_EXERCISE MATERIALS_
━━━
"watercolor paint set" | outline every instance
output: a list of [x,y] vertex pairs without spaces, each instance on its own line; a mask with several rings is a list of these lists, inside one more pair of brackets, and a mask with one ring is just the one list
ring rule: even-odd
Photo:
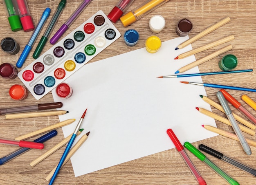
[[18,73],[18,77],[40,99],[120,36],[99,11]]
━━━
_GOAL_
Copy the entries above word for word, with every line in its original order. Leave out the pictures.

_RESULT OF THIS EXERCISE_
"watercolor paint set" | outline every instance
output: a list of [x,y] vertex pairs without spaces, each instance on its own line; a mask with several rings is a list of these lists, inside one more pair of brackets, and a mask with one ring is just the one list
ring rule: even-odd
Photo:
[[18,73],[18,77],[40,99],[120,36],[99,11]]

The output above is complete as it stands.